TASK REQUIREMENTS
Put the following lines into a numbered list, leaving out any blank lines.

Start of STORED ROWS

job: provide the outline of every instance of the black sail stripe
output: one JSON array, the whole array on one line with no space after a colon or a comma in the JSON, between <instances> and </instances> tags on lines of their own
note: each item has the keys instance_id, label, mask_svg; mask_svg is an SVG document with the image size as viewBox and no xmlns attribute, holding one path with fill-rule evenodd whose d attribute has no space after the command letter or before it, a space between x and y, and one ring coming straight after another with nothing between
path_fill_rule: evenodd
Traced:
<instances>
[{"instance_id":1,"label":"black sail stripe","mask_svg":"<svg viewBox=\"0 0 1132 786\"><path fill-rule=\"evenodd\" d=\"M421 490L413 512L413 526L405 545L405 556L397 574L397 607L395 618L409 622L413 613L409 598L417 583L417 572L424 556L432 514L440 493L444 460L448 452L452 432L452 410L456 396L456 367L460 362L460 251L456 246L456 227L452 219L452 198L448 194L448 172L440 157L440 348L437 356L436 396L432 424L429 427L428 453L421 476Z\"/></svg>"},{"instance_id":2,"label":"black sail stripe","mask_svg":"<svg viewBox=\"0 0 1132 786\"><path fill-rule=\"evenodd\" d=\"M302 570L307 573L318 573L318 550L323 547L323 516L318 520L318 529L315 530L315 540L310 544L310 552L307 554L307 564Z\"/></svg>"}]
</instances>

End of STORED ROWS

PROBLEM SOLUTION
1. job: provide the outline of every instance of the black sail stripe
2. output: one JSON array, the whole array on one line with no space after a colon or a comma in the JSON, between <instances> and </instances> tags on lines of their own
3. note: each item has the keys instance_id, label, mask_svg; mask_svg is an SVG document with the image size as viewBox and no xmlns attribute, holding one path with fill-rule evenodd whose d attribute has no space after the command letter or before it, a space between x and y, and one ring coming straight after another with nothing between
4. path_fill_rule: evenodd
5. Traced:
6. <instances>
7. [{"instance_id":1,"label":"black sail stripe","mask_svg":"<svg viewBox=\"0 0 1132 786\"><path fill-rule=\"evenodd\" d=\"M421 490L413 512L413 526L405 545L405 556L397 574L397 607L395 618L409 622L413 613L409 598L417 583L417 572L424 556L432 514L440 493L444 460L448 452L452 432L452 410L456 396L456 367L460 362L460 251L456 246L456 227L452 219L452 198L448 194L448 172L440 157L440 348L437 356L436 396L432 424L429 427L428 453L421 476Z\"/></svg>"},{"instance_id":2,"label":"black sail stripe","mask_svg":"<svg viewBox=\"0 0 1132 786\"><path fill-rule=\"evenodd\" d=\"M302 570L307 573L318 573L318 550L323 547L323 516L318 520L318 529L315 530L315 540L310 544L310 552L307 554L307 564Z\"/></svg>"}]
8. </instances>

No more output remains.